Your objective → Rewrite all of the entries below, swapping "indicate" for "mark" and changing nothing else. Leave the pictures out of your answer.

◆ ◆ ◆ ◆ ◆ ◆ ◆

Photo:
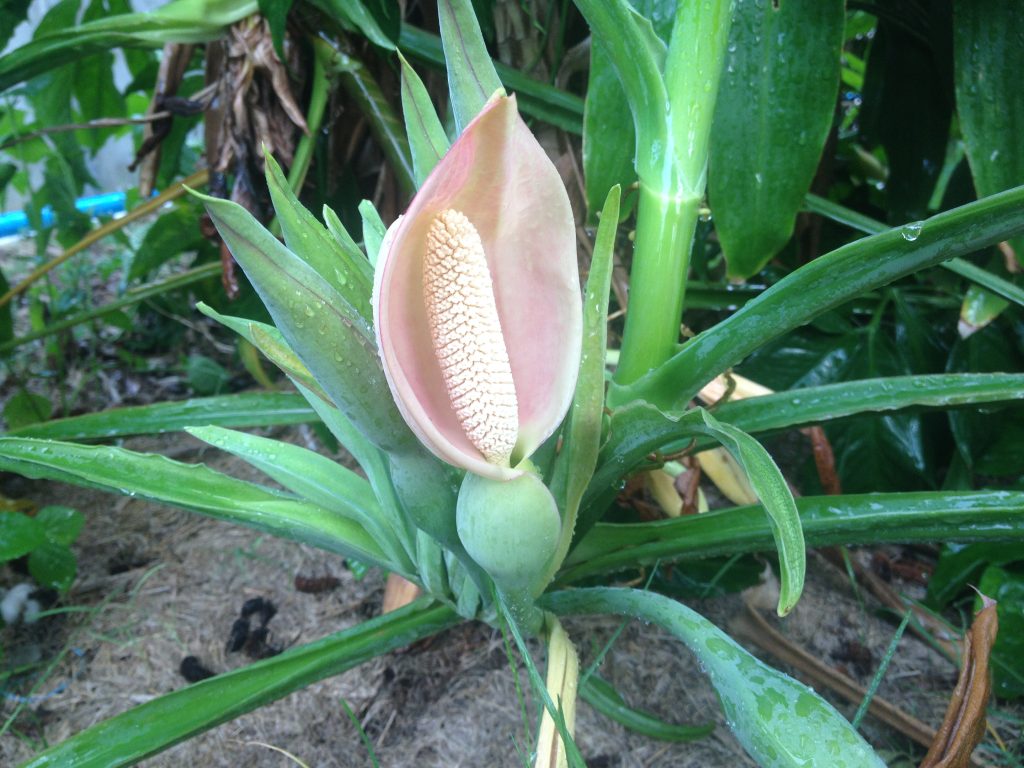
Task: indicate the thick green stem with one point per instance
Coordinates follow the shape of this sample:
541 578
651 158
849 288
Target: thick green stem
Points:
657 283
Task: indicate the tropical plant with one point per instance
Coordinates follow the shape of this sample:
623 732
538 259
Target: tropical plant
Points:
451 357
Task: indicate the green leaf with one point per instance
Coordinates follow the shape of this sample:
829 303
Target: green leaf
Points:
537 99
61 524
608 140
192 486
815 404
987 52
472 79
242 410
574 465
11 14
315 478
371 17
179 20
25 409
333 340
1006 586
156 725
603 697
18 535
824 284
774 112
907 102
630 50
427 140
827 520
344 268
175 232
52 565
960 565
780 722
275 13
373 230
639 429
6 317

◆ ◆ ◆ ◆ ◆ ◆ ◆

Final answer →
Photo:
Task: mark the thick green stem with one point per instance
Coordinates follow the shape of this sample:
541 578
651 158
849 288
Target: thick green stem
Points:
657 283
Task: mark the tropical plant with one point per instance
Coordinates follow the shape of this sample:
623 732
538 259
Target: tropical plant
Points:
451 357
Task: mark the green leaf with one point per instance
Coordinates follow the shape of this sample:
829 303
Target: green leaf
Points:
537 99
61 524
608 140
192 486
815 404
987 52
472 79
242 410
574 465
11 14
315 478
371 17
179 20
25 409
333 340
1006 586
156 725
603 697
18 535
824 284
774 112
907 102
630 50
427 140
827 520
344 268
175 232
52 565
960 565
780 722
275 13
373 230
639 429
6 317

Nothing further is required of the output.